Epigenetic effects underlie sexual preferences II

On 12/20/12 Jay Feierman who is moderator of ISHE’s human ethology group posted to the group this subtle misrepresentation of cause and effect:

David P. Barash on Homosexuality (sans epigenetics) — a retitled alteration of  The Evolutionary Mystery of Homosexuality , which was published as an article on 11/19/12 (more than one month ago). During the entirety of the time Feierman has moderated the ISHE group, he has ignored the fact that for nearly 120 years there has been no model for the development of any behavior sans the involvement of epigenetics; there have only been people who have not recognized that involvement. Some did not have the technology to examine cause and effect, but even those who did not have that technology recognized what to this day should have remained obvious.

“Suppose, for instance, that we assert that cold is the actual cause of the winter-sleep of marmots. It is clear that this statement is incorrect, and that not the cold, but the peculiar organization of the marmot causes the reaction of hibernation: cold cannot throw a dog or a bird into a state of slumber for the winter. We are here, therefore, concerned with a special adaptation of the organism to a stimulus — cold — which affects it in such a manner that it escapes from what would otherwise be a destructive influence. We are unable to demonstrate with the microscope the fine ‘molecular’ or histological variations in the nervous and other systems on which the capacity for hibernation may depend ; but some such modifications must exist, and they cannot be regarded as a direct effect of the cold, but must rather be looked upon as arrangements  to counteract its influence. Their origin, moreover, can only be assigned to processes of selection.

○ ○ ○ ○

ACTIONS TO TAKE>
**A.** Answer these questions about the post:
(i) On what date did Jay Feierman post to the group?
(ii) What was the original title of the Barash article, and when was it published?
(iii) In the quotation, which two animals cannot be thrown into winter slumber by cold?
**B.** What does the post say? Sum it up in two sentences.

○ ○ ○ ○

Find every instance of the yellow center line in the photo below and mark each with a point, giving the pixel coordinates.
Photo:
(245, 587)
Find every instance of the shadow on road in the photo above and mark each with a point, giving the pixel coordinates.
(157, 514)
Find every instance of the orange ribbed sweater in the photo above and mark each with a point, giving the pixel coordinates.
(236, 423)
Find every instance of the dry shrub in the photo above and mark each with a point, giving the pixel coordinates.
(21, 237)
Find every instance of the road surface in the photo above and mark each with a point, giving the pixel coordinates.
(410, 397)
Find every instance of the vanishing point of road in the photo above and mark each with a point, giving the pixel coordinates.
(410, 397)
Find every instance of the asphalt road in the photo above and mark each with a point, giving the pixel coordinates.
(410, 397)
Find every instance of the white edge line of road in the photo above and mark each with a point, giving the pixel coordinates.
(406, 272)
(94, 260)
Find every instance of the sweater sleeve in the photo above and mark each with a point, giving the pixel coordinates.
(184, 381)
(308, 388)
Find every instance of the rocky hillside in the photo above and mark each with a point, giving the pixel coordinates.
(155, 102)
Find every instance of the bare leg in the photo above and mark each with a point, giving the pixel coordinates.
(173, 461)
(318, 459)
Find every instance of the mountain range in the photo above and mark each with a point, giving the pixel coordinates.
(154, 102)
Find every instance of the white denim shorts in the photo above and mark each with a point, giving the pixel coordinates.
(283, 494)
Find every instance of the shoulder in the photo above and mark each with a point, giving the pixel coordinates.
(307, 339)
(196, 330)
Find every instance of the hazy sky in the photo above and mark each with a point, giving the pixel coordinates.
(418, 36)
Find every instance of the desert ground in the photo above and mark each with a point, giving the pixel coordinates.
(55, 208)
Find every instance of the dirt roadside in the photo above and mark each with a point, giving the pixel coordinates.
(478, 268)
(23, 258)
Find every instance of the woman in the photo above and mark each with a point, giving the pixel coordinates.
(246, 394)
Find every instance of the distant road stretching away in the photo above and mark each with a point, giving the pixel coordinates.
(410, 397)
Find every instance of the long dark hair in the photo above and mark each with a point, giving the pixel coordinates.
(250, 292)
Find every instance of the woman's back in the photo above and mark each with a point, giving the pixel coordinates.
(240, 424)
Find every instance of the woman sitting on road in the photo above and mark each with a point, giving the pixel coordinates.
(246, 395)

○ ○ ○ ○

TASK RESULTS>
**A.**
(i) 12/20/12
(ii) The Evolutionary Mystery of Homosexuality, published on 11/19/12
(iii) A dog or a bird

**B.** The post says that on 12/20/12 Jay Feierman, moderator of ISHE's human ethology group, posted a retitled version of David P. Barash's article on homosexuality that leaves out epigenetics, and it calls this a subtle misrepresentation of cause and effect. The post argues that for nearly 120 years there has been no model of behavioral development without epigenetics, and it quotes a passage holding that the marmot's own organization, not cold, causes hibernation, with the underlying modifications arising through selection.